Al tempo stesso, le evidenti
contraddizioni aprono straordinarie opportunità di
cambiamento, se solo la sinistra sapesse ritrovare il senso del
proprio esistere, come ha invitato a fare martedì Norma Rangeri sul manifesto del 28 luglio.
Lo scenario europeo in particolare
– dal quale dipendono buona parte dei nostri destini e che non può non
costituire il riferimento principale del nostro agire – va
rivelando drammatici punti di caduta che mettono in discussione la
sopravvivenza dell’idea stessa di Europa. E che comunque rivelano
che così com’è essa non può sopravvivere. Che l’Europa o cambia
o muore.
L’iniziativa politica coraggiosa del
governo greco e del suo popolo ha avuto il grande merito di mostrarlo
a tutti, confermando la portata davvero storica dello scontro che
si sta svolgendo nello spazio europeo. Il fatto che in questi giorni
cruciali la Grecia sia rimasta sola, denuncia tutto il ritardo
e l’inadeguatezza della sinistra europea a svolgere il proprio ruolo
in questo nuovo spazio politico e sociale.
Il mercantilismo liberista dei
Trattati, definiti a misura dell’interesse nazionale tedesco,
è insostenibile. Porta l’eurozona al naufragio. E d’altra parte,
non possiamo nascondercelo, è debole oggi il consenso, non solo al
livello dei governi, per la radicale correzione di rotta necessaria
alla sopravvivenza economica e democratica dell’eurozona.
L’ostacolo immenso lungo la strada non è solo la debolezza delle
leadership politiche ma il deficit, morale e culturale, dei
popoli prigionieri dei divergenti interessi nazionali. Dobbiamo
con urgenza definire insieme come uscire da una trappola che svuota di
senso storico e politico la sinistra.
Non sono, questi, gli unici segnali devastanti che ci arrivano da Bruxelles, Francoforte e Berlino.

» Compito assegnato a
Ricopi fedelmente le righe dei record che vanno da quella contenente "on the blue" fino all'ultima riga dei record, entrambe comprese.
I record non hanno alcun legame con l'estratto.

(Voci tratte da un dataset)
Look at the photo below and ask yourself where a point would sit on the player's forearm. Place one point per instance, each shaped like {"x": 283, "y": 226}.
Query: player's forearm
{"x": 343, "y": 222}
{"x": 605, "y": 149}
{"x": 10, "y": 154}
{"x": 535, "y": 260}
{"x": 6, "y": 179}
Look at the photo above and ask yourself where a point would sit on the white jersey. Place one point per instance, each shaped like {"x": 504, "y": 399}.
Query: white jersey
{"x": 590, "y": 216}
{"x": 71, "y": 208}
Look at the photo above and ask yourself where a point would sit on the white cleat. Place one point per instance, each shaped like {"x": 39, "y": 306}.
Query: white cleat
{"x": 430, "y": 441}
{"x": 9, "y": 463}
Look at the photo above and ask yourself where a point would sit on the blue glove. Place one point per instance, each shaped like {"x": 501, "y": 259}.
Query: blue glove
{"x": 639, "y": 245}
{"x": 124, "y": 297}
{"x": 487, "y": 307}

» Compito assegnato b
Secondo l'estratto, chi ha invitato la sinistra a ritrovare il senso del proprio esistere?

» Risposta scritta a
Look at the photo above and ask yourself where a point would sit on the blue glove. Place one point per instance, each shaped like {"x": 501, "y": 259}.
Query: blue glove
{"x": 639, "y": 245}
{"x": 124, "y": 297}
{"x": 487, "y": 307}

» Risposta scritta b
Norma Rangeri, sul manifesto del 28 luglio.